>>

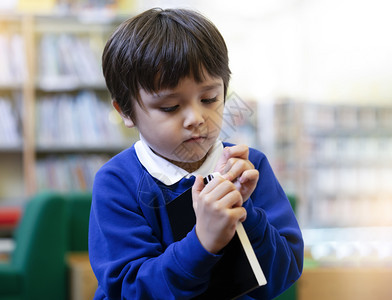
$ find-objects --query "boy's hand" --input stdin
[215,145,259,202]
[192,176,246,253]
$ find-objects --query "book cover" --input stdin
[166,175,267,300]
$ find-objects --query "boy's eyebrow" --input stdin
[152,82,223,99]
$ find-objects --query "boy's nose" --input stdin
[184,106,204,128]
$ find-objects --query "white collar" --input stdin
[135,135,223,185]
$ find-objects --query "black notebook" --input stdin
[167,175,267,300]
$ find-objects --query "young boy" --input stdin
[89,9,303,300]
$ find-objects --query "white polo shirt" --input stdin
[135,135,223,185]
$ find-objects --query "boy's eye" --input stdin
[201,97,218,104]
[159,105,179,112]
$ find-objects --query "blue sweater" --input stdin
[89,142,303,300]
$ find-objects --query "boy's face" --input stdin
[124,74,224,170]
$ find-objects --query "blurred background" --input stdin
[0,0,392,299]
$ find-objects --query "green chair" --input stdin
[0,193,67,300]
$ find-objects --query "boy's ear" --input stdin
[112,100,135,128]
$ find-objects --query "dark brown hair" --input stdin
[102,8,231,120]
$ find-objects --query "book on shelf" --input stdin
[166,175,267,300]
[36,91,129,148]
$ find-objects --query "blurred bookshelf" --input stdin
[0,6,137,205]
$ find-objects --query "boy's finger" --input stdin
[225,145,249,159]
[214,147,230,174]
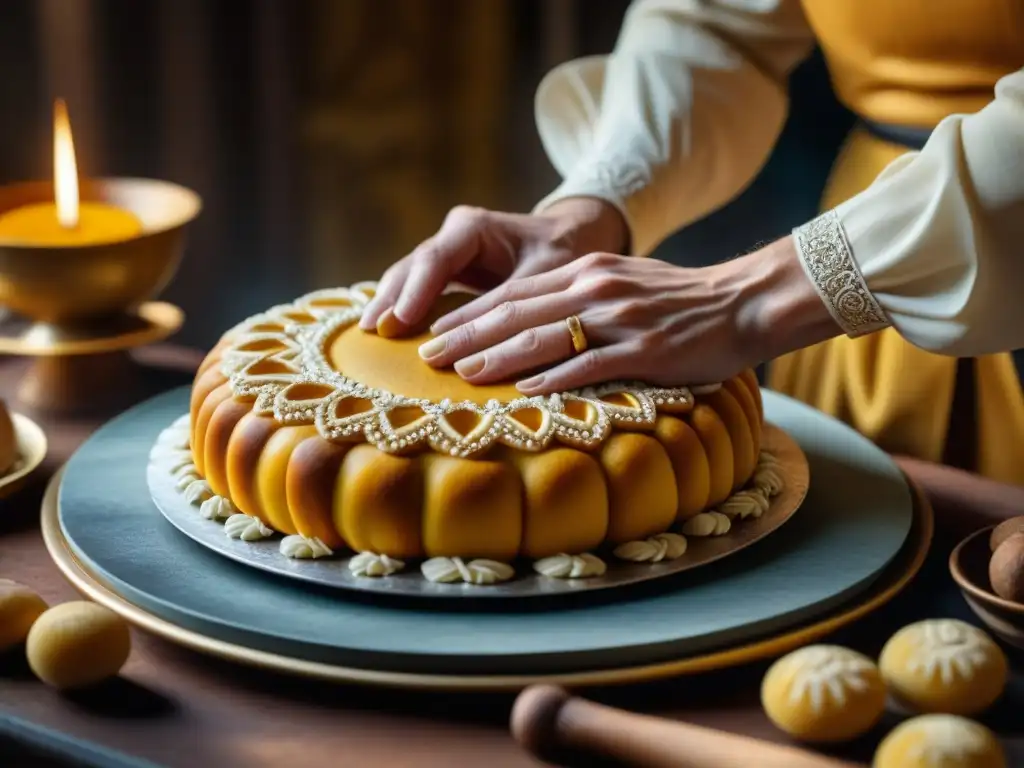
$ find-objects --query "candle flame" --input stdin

<<

▶ **Written exercise**:
Report each line of the records above that contains the word "blurred", reproducing every such line in full.

▶ **Task solution**:
$ find-objects --query "blurred background" --input stdin
$ find-objects --query "blurred bookshelf" --input stdin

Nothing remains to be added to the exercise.